Collected data entries
_ _ _ _ _ _ _
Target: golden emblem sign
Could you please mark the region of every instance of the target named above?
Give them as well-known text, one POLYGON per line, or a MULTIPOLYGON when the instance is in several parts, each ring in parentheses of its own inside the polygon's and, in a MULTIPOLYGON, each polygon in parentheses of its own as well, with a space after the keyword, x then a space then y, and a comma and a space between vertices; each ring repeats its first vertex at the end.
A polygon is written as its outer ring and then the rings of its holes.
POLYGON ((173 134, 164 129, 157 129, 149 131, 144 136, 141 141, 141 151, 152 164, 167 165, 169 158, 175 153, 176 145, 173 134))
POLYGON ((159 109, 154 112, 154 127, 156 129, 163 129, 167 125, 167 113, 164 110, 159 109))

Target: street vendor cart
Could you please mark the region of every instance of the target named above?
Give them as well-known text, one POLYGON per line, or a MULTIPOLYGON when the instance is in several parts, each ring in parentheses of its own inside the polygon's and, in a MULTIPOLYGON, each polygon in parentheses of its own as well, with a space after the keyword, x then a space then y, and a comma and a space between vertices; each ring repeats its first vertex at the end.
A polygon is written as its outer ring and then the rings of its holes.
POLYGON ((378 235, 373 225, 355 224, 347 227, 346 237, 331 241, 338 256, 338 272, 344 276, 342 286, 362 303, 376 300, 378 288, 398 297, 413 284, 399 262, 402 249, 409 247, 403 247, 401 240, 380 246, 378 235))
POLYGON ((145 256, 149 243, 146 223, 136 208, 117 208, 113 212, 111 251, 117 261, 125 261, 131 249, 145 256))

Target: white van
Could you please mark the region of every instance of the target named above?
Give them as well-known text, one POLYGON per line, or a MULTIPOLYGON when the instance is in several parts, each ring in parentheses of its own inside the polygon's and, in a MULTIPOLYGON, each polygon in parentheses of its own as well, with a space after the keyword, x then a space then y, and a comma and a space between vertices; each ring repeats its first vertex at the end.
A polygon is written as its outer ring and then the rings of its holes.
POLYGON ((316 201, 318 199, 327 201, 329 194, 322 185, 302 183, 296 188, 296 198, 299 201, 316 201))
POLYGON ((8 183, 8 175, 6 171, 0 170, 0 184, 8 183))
_ _ _ _ _ _ _
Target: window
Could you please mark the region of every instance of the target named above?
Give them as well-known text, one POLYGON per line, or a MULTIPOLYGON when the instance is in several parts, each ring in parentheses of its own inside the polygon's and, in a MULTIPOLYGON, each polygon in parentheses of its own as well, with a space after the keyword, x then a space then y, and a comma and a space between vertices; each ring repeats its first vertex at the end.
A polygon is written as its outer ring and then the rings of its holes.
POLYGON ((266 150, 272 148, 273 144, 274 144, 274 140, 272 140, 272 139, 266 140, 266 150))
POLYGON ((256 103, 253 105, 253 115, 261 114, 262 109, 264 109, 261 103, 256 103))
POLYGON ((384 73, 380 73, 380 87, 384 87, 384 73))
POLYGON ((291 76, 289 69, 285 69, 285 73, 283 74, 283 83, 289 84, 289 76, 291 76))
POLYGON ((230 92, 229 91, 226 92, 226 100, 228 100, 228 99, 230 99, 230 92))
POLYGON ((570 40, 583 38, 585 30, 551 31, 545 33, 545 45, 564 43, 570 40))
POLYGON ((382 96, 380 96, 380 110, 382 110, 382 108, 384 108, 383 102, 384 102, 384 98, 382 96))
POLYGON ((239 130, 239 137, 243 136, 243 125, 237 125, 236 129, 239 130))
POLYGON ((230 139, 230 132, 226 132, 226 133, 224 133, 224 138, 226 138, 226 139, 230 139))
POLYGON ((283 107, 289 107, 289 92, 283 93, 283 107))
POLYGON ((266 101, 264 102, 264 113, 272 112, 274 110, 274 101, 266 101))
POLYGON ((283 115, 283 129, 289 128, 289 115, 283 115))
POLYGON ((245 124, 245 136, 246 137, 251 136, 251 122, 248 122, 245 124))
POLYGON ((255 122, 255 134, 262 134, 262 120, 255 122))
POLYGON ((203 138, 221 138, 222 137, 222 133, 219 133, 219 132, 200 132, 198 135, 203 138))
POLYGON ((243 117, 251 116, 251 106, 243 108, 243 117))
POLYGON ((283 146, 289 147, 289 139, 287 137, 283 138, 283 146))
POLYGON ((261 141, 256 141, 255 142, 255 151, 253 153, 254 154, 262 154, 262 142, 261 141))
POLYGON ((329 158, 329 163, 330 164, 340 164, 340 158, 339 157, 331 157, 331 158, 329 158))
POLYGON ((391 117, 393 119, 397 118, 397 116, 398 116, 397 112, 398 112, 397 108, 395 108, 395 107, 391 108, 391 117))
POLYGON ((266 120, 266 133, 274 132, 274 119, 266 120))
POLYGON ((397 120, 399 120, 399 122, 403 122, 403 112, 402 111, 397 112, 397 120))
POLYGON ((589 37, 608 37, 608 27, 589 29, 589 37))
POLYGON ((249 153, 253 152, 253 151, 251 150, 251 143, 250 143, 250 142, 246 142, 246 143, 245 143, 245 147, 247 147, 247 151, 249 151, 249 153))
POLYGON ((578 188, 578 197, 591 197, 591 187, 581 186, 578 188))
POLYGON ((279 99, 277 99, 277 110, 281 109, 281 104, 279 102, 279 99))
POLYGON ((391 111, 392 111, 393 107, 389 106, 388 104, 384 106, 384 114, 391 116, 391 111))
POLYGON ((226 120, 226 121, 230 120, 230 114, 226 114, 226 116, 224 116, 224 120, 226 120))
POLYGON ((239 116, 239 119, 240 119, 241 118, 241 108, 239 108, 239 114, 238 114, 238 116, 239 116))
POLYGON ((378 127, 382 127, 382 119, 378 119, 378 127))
_ _ _ _ _ _ _
Required work: Given the data above, transcribe exactly the lines from the one containing "Target: golden emblem sign" down to the one containing "Target: street vendor cart", and no others.

Response area:
Target: golden emblem sign
Could you please mark the region of every instance of the target named above?
Give them as well-known text, one POLYGON per line, or a MULTIPOLYGON when the instance is in several parts, each ring in parentheses of its own inside the polygon's and, in a MULTIPOLYGON, each polygon in parentheses of its own as well, with a space after the keyword, x then a space then y, and a comma and a space between vertices; each ring repeats its first vertex at the end.
A polygon is written as its outer ring and then the rings of its holes.
POLYGON ((173 134, 164 129, 157 129, 149 131, 144 136, 141 141, 141 151, 152 164, 167 165, 169 158, 175 153, 176 145, 173 134))
POLYGON ((159 109, 154 112, 154 127, 156 129, 163 129, 167 125, 167 113, 164 110, 159 109))

Target: street vendor cart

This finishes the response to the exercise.